* Point labeling samples *
——————

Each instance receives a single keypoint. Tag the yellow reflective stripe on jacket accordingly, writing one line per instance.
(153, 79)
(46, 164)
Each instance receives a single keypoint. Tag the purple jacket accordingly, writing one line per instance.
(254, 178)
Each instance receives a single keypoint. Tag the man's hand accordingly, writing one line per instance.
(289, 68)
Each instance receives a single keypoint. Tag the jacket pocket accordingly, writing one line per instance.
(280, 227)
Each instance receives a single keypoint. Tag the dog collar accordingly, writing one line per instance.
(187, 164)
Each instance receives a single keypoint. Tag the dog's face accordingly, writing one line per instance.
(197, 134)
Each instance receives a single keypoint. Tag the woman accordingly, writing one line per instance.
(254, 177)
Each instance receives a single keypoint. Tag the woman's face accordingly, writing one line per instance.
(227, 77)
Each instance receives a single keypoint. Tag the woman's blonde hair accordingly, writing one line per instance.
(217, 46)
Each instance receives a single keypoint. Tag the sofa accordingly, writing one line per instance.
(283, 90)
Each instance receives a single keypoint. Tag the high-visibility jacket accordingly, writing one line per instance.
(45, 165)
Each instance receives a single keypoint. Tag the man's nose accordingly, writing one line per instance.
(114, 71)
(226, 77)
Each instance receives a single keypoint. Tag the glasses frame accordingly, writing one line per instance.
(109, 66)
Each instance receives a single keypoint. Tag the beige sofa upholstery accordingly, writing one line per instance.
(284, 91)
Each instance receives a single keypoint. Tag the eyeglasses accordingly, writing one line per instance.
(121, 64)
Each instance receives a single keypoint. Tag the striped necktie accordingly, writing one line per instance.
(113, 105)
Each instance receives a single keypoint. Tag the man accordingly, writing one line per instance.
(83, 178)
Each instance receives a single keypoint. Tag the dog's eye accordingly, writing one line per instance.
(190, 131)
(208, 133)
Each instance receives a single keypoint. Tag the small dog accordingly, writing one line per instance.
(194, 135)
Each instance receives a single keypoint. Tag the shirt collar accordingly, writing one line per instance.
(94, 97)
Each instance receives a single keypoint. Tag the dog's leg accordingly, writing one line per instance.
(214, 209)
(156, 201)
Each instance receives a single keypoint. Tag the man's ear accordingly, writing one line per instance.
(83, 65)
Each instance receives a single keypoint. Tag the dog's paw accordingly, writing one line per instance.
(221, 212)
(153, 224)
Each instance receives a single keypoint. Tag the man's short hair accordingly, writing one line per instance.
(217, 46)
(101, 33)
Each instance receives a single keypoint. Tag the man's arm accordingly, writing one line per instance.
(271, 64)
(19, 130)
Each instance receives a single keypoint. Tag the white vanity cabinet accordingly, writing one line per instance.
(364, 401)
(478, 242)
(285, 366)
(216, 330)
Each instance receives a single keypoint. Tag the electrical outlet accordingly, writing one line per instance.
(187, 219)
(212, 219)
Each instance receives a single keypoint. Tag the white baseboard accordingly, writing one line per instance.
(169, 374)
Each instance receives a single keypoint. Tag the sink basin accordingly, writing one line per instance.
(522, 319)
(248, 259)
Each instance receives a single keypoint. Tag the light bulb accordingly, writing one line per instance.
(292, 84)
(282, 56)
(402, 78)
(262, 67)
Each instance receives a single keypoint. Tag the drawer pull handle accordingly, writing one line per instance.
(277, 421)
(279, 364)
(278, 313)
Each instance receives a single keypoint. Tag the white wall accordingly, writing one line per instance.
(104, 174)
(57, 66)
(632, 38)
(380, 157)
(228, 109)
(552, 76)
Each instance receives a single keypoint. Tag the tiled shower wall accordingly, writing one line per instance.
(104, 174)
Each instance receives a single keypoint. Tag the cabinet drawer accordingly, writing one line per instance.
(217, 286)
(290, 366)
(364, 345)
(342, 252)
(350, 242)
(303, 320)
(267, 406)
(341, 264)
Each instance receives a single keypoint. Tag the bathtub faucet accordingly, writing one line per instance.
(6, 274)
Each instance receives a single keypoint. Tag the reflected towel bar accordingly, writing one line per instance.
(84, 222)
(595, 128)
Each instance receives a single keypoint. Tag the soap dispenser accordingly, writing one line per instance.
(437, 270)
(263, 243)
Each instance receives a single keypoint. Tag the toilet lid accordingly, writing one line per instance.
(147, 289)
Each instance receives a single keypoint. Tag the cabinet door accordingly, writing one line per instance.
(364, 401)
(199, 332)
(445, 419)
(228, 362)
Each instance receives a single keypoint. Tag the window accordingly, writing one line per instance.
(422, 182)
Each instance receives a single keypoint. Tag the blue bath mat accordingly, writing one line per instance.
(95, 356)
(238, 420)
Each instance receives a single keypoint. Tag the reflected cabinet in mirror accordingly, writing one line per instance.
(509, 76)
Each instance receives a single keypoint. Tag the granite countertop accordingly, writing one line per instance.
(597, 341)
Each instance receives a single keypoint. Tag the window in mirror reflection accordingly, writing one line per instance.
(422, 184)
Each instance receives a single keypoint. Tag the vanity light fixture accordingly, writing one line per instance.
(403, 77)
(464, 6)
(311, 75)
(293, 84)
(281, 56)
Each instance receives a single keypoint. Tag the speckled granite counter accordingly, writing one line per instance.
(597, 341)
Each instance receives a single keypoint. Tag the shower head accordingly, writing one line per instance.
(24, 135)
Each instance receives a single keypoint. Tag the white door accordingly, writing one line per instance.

——————

* PROBLEM REQUIREMENTS *
Reproduce every one of these lines verbatim.

* SOLUTION FOR THIS TASK *
Each instance receives a single keypoint. Tag the yellow reflective stripe on jacket accordingly, writing one line per instance.
(153, 79)
(46, 164)
Each instance receives a single keypoint. Tag the purple jacket accordingly, writing one line per instance.
(254, 178)
Each instance receives a single keypoint. Tag the man's hand accordingly, writing one line per instance.
(289, 68)
Each instance receives a single keypoint. Tag the jacket pocket accordingly, writing one line per instance.
(280, 227)
Each instance receives a single keypoint. Tag the dog collar accordingly, writing one line per instance.
(187, 164)
Each instance receives a single keypoint. Tag the dog's face accordingly, writing one line per instance.
(197, 134)
Each instance receives a single keypoint. Tag the woman accordingly, writing one line per instance.
(254, 177)
Each instance receives a single keypoint. Tag the woman's face accordingly, writing one line per instance.
(227, 77)
Each instance receives a single keypoint. Tag the woman's blonde hair accordingly, writing one line per instance.
(217, 46)
Each instance receives a single keypoint. Tag the sofa accordingly, writing one line per instance.
(283, 90)
Each instance receives a single keypoint. Tag the high-visibility jacket accordingly, writing one line per instance.
(45, 165)
Each instance receives a single keypoint. Tag the man's nose accordingly, writing one line per instance.
(114, 71)
(226, 77)
Each instance receives a single keypoint. Tag the glasses frame accordingly, writing one line per instance.
(109, 66)
Each instance receives a single keypoint. Tag the beige sofa upholstery accordingly, writing one line per instance.
(284, 91)
Each instance receives a single keypoint. Tag the eyeglasses accordingly, writing one line per instance.
(121, 64)
Each instance receives a single keypoint. Tag the striped necktie accordingly, writing one line per instance.
(113, 105)
Each instance receives a single keypoint. Tag the man accordingly, writing one line per instance.
(83, 178)
Each instance receives a single keypoint. Tag the dog's eye accordingly, writing one line per instance.
(190, 131)
(208, 133)
Each instance receives a single keypoint. Tag the small dog accordingly, writing one line per instance.
(194, 135)
Each instance receives a single keypoint. Tag the shirt collar accordingly, writing one line per instance.
(94, 97)
Each instance receives a single keypoint. Tag the dog's leg accordingly, writing one line per instance.
(214, 209)
(156, 201)
Each instance receives a single keypoint. Tag the man's ear accordingly, writing one line per instance.
(83, 65)
Each instance receives a single keypoint. Tag the dog's paw accordingly, writing one line per instance.
(221, 212)
(153, 224)
Each instance receives a single keypoint. Tag the man's short hair accordingly, writing one line per instance.
(217, 46)
(101, 33)
Each instance receives a single keypoint. Tag the man's arm accordingly, writing one line per instance.
(271, 64)
(19, 130)
Each instance receives a single keypoint. Tag the white vanity cabinet accordingly, writing one line per instance.
(364, 401)
(478, 242)
(285, 366)
(216, 330)
Each instance receives a single keypoint. Tag the electrical outlet accordingly, writing one line per instance.
(187, 219)
(212, 219)
Each instance receives a single keypoint. Tag the white baseboard accordingly, writing one line per instance.
(169, 374)
Each instance receives a single keypoint. Tag the sink basin accordingly, writing one line per instance.
(522, 319)
(248, 259)
Each instance receives a single keypoint. Tag the light bulb accordingly, writing one line per instance.
(292, 84)
(282, 56)
(402, 78)
(262, 67)
Each instance receives a single keypoint. Tag the drawer pull handle accordingly, writing one line per instance.
(277, 421)
(279, 364)
(278, 313)
Each instance receives a single keypoint. Tag the white wall accordingly, writing one line per instance.
(104, 174)
(57, 66)
(632, 38)
(380, 157)
(228, 109)
(552, 76)
Each instance receives a single keypoint. Tag the tiled shower wall accordingly, writing one line per instance.
(104, 174)
Each instance receives a single keypoint. Tag the cabinet drawer accordingly, writing one line per instance.
(217, 286)
(290, 366)
(364, 345)
(342, 252)
(350, 242)
(303, 320)
(267, 406)
(341, 264)
Each instance receives a single keypoint. Tag the bathtub faucet accordingly, writing one line per instance.
(6, 274)
Each instance receives a single keypoint. Tag the reflected towel bar accordingly, writing one line per instance.
(84, 222)
(595, 128)
Each instance receives a single keypoint. Tag the soap dispenser accordingly, writing one line per instance.
(437, 270)
(263, 243)
Each instance receives a single keypoint. Tag the toilet lid accordingly, writing one line per instance.
(147, 289)
Each instance receives a single keypoint. Tag the cabinet door accordingly, writing one line per instance.
(364, 401)
(199, 332)
(445, 419)
(228, 362)
Each instance receives a single keypoint. Tag the window accordingly, writing one line per instance.
(422, 182)
Each instance receives a single keypoint. Tag the blue bath mat accordingly, writing one line per instance.
(95, 356)
(238, 420)
Each instance receives a single keypoint. Tag the reflected cabinet in mirror accordingly, writing one line per instance.
(509, 76)
Each instance receives a single keypoint. Tag the granite countertop accordingly, writing one line per instance.
(597, 341)
Each instance receives a single keypoint. Tag the window in mirror reflection accordingly, writing one line per instance.
(422, 184)
Each instance receives a single keypoint. Tag the vanity light fixture accordingly, writing one line per instance.
(403, 77)
(464, 6)
(311, 75)
(293, 84)
(281, 56)
Each instance receives a single keypoint. Tag the speckled granite counter accordingly, writing one line per instance.
(597, 341)
Each instance receives a single keypoint. Tag the shower head accordingly, writing one line per instance.
(24, 135)
Each instance receives a single keypoint. Tag the white door accordingly, writing one line per instance.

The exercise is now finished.